08 février 2006

L'empreinte de l'ange - Nancy Huston

Éditions Actes Sud / Léméac, 1998, 328 pages.
Lu du 1er au 5 février 2006.

Extraits :
«Dans chaque histoire d'amour fou il y a un tournant ; cela peut venir plus ou moins vite mais en général cela vient assez vite ; la plupart des couples ratent le tournant, dérapent, font un tonneau et vont s'écrabouiller contre le mur, les quatre roues en l'air. La raison en est simple : contrairement à ce qu'on avait cru pendant les premières heures, les premiers jours, tout au plus les premiers mois de l'enchantement, l'autre ne vous a pas métamorphosé. Le mur contre lequel on s'écrase après le tournant, c'est le mur de soi. Soi-même : aussi méchant, mesquin et médiocre qu'auparavant. La guérison magique n'a pas eu lieu. Les plaies sont toujours là, les cauchemars recommencent. Et l'on en veut à l'autre de ce qu'on n'ait pas été refait à neuf ; de ce que l'amour n'ait pas résolu tous les problèmes de l'existence ; de ce que l'on ne se trouve pas, en fin de compte, au Paradis, mais bel et bien, comme d'habitude, sur Terre.» (p. 193-194)

«- Tu aides à faire la guerre, alors ? dit Saffie en reculant. Ces mains elles touchent des clarinettes...et des fusils ? Elles tuent, ces mains ? Je te déteste !
- Saffie...
- Ne me touche pas ! Je hais la guerre ! András ! (Elle crie. Hystérique pour de vrai, cette fois.) Je vais te dénoncer à la police !
Il la gifle. De toutes ses forces. Juste une fois. Juste pour la calmer.
Et, oui, cela la calme... Elle met ses deux mains, superposées, sur sa joue en feu.
Ahuri par cette explosion de violence entre les deux êtres qu'il adore, Emil lâche sa flûte-courge et regarde, sans pleurer, de l'un à l'autre.
En fait - ils ne se le disent pas mais tous deux le savent - ils ont enfin touché là à l'essence de leur amour, à son noyau secret et sacré. En l'autre, c'est l'ennemi qu'ils aiment.

À RÉALISER:
1. Indiquez, pour chaque affirmation, si elle concorde avec la fiche sur L'empreinte de l'ange, en répondant oui ou non et en citant les mots décisifs de la fiche : (a) le livre compte 328 pages ; (b) la lecture s'est étalée du 1er au 15 février 2006 ; (c) Emil pleure en voyant la gifle.
2. D'après la fiche sur L'empreinte de l'ange, contre quel mur s'écrase-t-on après le tournant ?
Les lignes forment un matériau distinct, sans rapport avec le texte de la page.

DONNÉES FOURNIES:
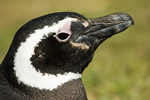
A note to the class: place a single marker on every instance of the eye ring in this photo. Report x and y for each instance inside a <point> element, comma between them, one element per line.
<point>63,37</point>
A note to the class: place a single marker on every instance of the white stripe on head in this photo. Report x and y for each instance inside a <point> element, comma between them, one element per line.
<point>25,71</point>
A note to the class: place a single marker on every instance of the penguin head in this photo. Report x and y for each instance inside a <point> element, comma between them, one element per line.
<point>60,44</point>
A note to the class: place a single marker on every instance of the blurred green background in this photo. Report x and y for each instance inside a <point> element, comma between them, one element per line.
<point>120,69</point>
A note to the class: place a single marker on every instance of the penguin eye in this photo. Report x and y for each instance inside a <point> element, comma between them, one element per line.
<point>63,36</point>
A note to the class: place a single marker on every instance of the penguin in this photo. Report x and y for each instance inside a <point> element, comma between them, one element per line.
<point>49,54</point>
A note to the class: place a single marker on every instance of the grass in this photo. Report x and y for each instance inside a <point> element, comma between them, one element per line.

RÉPONSES PAR TÂCHE:
1.
(a) Oui : « 1998, 328 pages ».
(b) Non : « Lu du 1er au 5 février 2006 ».
(c) Non : « regarde, sans pleurer, de l'un à l'autre ».

2. Contre le mur de soi.